Records from a dataset:

********************

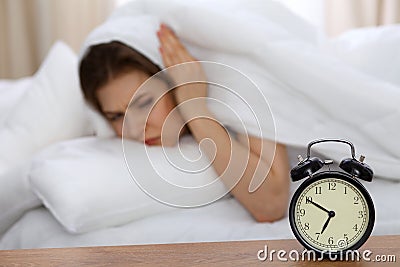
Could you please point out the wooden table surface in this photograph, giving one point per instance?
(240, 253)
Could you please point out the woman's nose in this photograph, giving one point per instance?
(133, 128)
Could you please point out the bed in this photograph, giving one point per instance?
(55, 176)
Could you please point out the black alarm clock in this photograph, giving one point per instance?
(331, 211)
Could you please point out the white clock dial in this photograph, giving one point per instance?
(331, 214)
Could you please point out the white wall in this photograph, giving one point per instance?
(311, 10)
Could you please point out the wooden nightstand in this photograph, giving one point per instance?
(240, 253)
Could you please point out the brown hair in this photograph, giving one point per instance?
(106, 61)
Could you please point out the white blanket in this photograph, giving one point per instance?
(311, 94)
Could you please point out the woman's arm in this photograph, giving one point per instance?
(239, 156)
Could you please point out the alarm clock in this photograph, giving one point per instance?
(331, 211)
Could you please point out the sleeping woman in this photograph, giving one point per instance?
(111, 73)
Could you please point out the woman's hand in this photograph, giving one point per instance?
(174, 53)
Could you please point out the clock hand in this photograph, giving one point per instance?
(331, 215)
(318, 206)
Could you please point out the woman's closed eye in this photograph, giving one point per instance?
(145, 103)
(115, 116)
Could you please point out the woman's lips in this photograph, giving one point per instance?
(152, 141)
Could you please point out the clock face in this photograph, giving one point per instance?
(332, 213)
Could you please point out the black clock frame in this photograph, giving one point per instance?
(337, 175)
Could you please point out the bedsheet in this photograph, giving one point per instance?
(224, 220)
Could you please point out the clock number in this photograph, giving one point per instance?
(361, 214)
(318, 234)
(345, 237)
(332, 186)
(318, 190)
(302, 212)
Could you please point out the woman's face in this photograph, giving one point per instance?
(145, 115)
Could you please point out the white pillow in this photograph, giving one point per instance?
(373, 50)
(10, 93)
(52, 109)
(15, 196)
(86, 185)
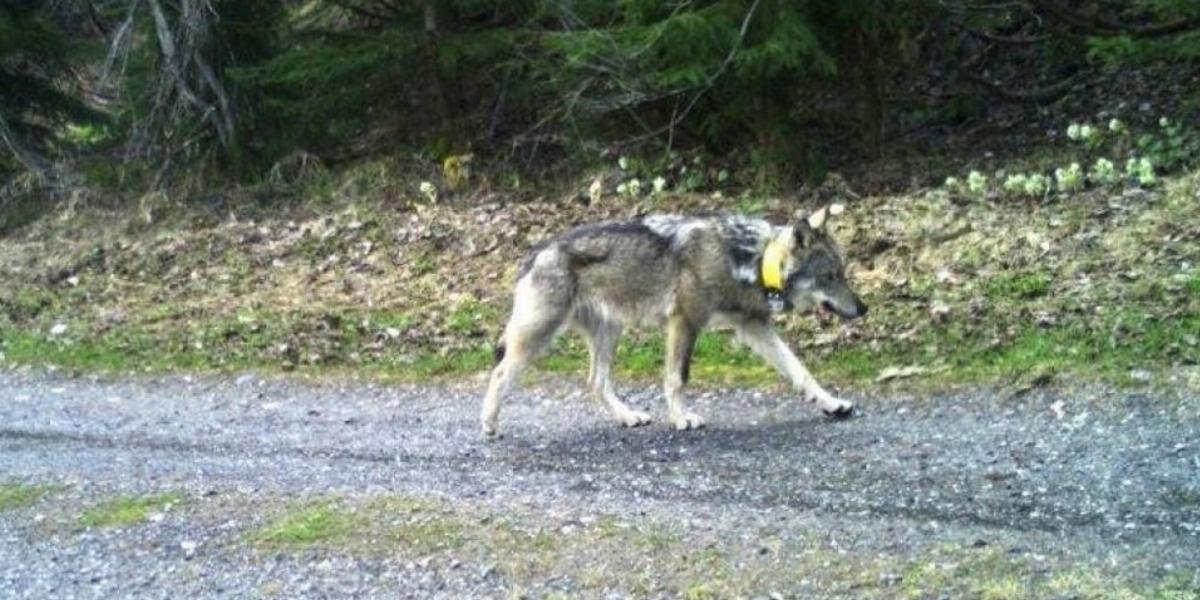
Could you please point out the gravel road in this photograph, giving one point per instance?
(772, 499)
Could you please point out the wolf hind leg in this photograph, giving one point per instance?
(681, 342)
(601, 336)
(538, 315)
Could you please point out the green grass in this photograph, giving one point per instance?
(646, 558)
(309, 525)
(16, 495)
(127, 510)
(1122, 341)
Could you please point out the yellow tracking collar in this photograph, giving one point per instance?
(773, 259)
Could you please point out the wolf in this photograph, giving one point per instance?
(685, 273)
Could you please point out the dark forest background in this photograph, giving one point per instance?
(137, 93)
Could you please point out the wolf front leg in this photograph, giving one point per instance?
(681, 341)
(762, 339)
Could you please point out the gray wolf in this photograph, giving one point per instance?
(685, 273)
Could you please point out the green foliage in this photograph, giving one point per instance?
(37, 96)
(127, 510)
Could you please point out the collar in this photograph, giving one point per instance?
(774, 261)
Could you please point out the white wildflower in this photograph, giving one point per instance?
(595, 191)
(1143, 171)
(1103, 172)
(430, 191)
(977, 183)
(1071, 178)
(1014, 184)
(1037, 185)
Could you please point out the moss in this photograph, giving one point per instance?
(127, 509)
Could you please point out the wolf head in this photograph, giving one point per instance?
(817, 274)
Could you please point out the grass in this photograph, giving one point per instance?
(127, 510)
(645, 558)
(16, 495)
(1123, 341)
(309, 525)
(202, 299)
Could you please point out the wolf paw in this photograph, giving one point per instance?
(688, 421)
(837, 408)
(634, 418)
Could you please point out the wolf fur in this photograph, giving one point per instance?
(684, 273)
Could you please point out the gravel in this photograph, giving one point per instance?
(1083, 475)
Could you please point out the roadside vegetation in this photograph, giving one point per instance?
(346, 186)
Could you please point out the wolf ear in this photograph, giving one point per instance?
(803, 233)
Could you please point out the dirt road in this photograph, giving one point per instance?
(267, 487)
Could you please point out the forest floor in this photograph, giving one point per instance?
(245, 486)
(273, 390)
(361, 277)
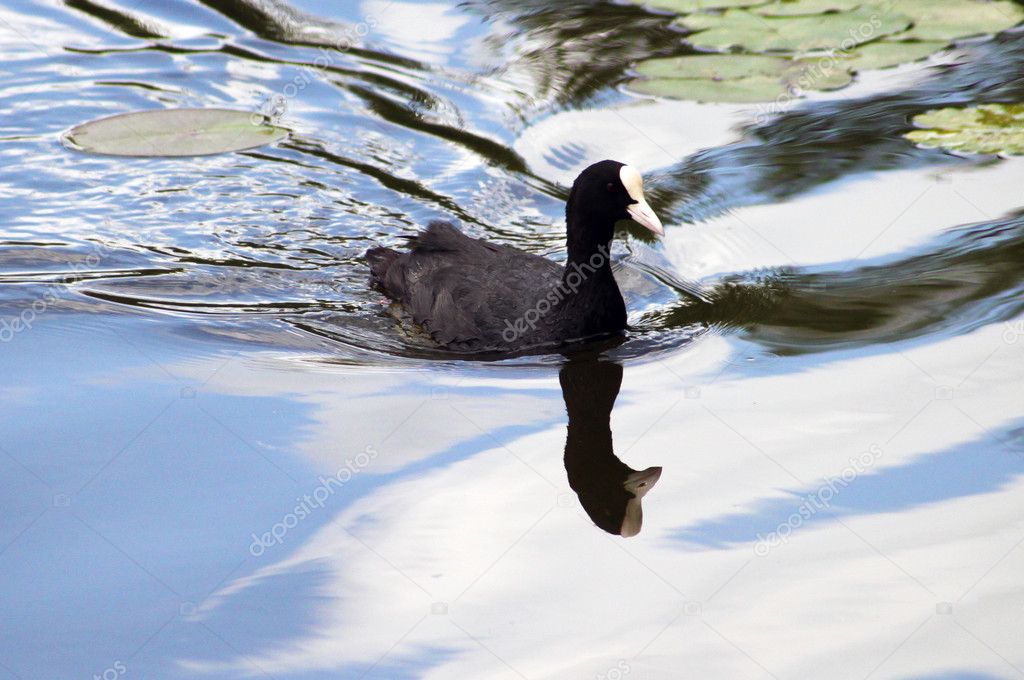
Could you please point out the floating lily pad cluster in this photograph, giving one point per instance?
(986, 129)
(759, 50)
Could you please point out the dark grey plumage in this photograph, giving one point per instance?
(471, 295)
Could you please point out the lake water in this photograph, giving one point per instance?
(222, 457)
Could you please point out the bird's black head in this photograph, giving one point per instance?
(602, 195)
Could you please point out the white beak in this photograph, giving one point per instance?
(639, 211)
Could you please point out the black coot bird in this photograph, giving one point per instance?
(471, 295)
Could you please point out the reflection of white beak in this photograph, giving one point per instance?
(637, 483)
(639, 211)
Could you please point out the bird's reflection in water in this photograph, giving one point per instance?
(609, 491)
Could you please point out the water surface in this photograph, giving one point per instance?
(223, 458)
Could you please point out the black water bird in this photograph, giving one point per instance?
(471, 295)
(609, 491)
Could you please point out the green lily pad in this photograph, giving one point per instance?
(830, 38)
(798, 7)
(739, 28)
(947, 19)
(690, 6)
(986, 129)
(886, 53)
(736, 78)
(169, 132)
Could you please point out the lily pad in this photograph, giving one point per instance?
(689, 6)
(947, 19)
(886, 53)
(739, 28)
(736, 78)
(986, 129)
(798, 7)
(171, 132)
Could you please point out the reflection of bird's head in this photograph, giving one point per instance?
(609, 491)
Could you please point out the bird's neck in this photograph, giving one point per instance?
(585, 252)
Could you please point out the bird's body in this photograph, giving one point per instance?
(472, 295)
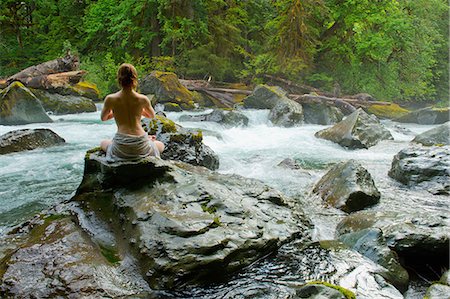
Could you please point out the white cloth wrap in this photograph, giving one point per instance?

********************

Given request: Please write out every one of the records above word for word, leaving the pictures out.

Task solution:
Could you please point out the wooden table surface in this photograph, giving one point per instance?
(240, 253)
Could you please point out the woman's nose in this photograph, giving one point per instance?
(133, 128)
Could you please point out the bed in this photograph, giving one point per instance?
(55, 176)
Could you please point out the black alarm clock in this photograph, giving one point per instance?
(331, 211)
Could you please point out the white clock dial in this photograph, giving one point per instance?
(331, 214)
Could you please point out the white wall in this photograph, giving one point per instance?
(311, 10)
Could you please point out the wooden nightstand in this photograph, giving one point per instance?
(240, 253)
Could you please point out the brown hair in this photograph, giving one point per instance?
(106, 61)
Could you please point out the white blanket in this photograph, giving one point per instance?
(311, 94)
Could you please point out the woman's arm in this photograph, giving one point per instance?
(239, 156)
Could you please point out the alarm clock in this photograph, giving one point per instance?
(331, 211)
Could you please point out the sleeping woman in this photograph, giving one point per instance?
(111, 73)
Could you please point out the woman's hand in this photograph, giving one point per instance?
(174, 53)
Could you please point out the clock hand in this photograph, giving one point per instance?
(331, 215)
(318, 206)
Could you please point out the woman's closed eye in this photograph, giving one point per instance?
(145, 103)
(115, 116)
Could you please point out the woman's lips in this photograph, giving one point per instance?
(152, 141)
Could you please point out the clock face in this photograph, giving one point per instance?
(332, 213)
Could you please point out the black clock frame in this photograph, giving one point per instance?
(337, 175)
Could you please point out the bedsheet in this photograph, giving one point per instance?
(224, 220)
Could you please point out the clock number in this photograph, giving one point per instance?
(361, 214)
(318, 234)
(345, 237)
(332, 186)
(318, 190)
(302, 212)
Could you please point out the woman's face in this photograph, giving one point per instance?
(145, 115)
Could you please point out the white pillow in this photograph, giving one point per instance?
(373, 50)
(10, 93)
(52, 109)
(15, 196)
(86, 185)
Could you please point out the gravel road in this photograph, giving one point per instance?
(772, 499)
Could you please point out the wolf hind leg in this photograph, giving one point per instance?
(681, 342)
(601, 336)
(538, 315)
Could you please point out the green grass in this photograph, giving one point per instance?
(646, 558)
(309, 525)
(16, 495)
(127, 510)
(1122, 341)
Could you please point out the yellow tracking collar in this photograph, giving one point per instance?
(773, 259)
Could you please point out the wolf in this photograph, giving one point per instance?
(685, 273)
Could you please point out the dark forest background in this photograph, giving one point per instance?
(137, 93)
Could you please point out the wolf front leg in this photograph, giving one point per instance?
(681, 341)
(762, 339)
Could you please point out the gray wolf in this photograph, giving one point per instance?
(685, 273)
Could you please point out the green foliage in this photograph, giving one point per instance?
(37, 96)
(127, 510)
Could you please point out the collar in this photograph, giving one point per instance?
(774, 261)
Could you please point out the white wildflower in this photograph, giving one point per instance?
(595, 191)
(1143, 171)
(1103, 172)
(430, 191)
(977, 183)
(1071, 178)
(1014, 184)
(1037, 185)
Could you please point out the moss in this photograph, giving one point per instance?
(127, 509)
Could you please point out the wolf head in this photograph, giving one point per instance?
(817, 274)
Could you please point out the grass in this photograph, giving one point per instance?
(127, 510)
(645, 558)
(16, 495)
(1123, 341)
(309, 525)
(202, 299)
Could you please point out the wolf paw in this photograph, giving one point per instance?
(688, 421)
(837, 408)
(634, 418)
Could you please point out the wolf fur in this photograph, giving one point per instance?
(684, 273)
Could you please point out the gravel in this photograph, giving one point per instance?
(1083, 475)
Could you please point out the roadside vegetation in this photograph, giving one point per instance?
(346, 186)
Could you please point out the wolf ear in this photograph, giving one point per instance?
(803, 233)
Could you please point out the dirt road in this photograph, giving one point per instance?
(267, 487)
Could you please point out the forest floor in this photograph, giving one point per instance?
(245, 486)
(273, 390)
(361, 277)
Could you please point out the floating lily pad cluster in this photograph, giving one point per instance?
(986, 129)
(759, 50)
Could you please point out the dark grey plumage in this photograph, giving one point per instance?
(471, 295)
Could you please point out the lake water in this photograph, giving one point per instance?
(222, 457)
Could you please point out the bird's black head in this photograph, giving one point per instance?
(602, 195)
Could you please point out the white beak in this photograph, giving one point per instance?
(639, 211)
Could you please point out the black coot bird in this photograph, giving one point per instance?
(471, 295)
Could you please point out the reflection of white beak in this photograph, giving one point per instance?
(637, 483)
(639, 211)
Could you please point out the bird's reflection in water in this photograph, giving one point per instance?
(609, 491)
Could you please point out the water surface in this photograph, giving one point per instance?
(223, 458)
Could you please point out the black water bird in this photograph, giving one point per instance?
(471, 295)
(609, 491)
Could you please point out the green lily pad in this photograph, giving one point per instance?
(830, 38)
(798, 7)
(739, 28)
(947, 19)
(690, 6)
(986, 129)
(886, 53)
(736, 78)
(169, 132)
Could you please point out the lily pad in this photograph, giving one point per instance?
(689, 6)
(947, 19)
(886, 53)
(739, 28)
(736, 78)
(986, 129)
(798, 7)
(171, 132)
Could you please point out the reflection of bird's head in this photograph, giving one point per instance?
(609, 491)
Could you please point out the bird's neck in this photograph, giving one point per instance?
(585, 252)
Could you please point out the bird's body in this photograph, giving one point per instance?
(472, 295)
Could you please point out the white cloth wrap in this photograph, giving one point per instance?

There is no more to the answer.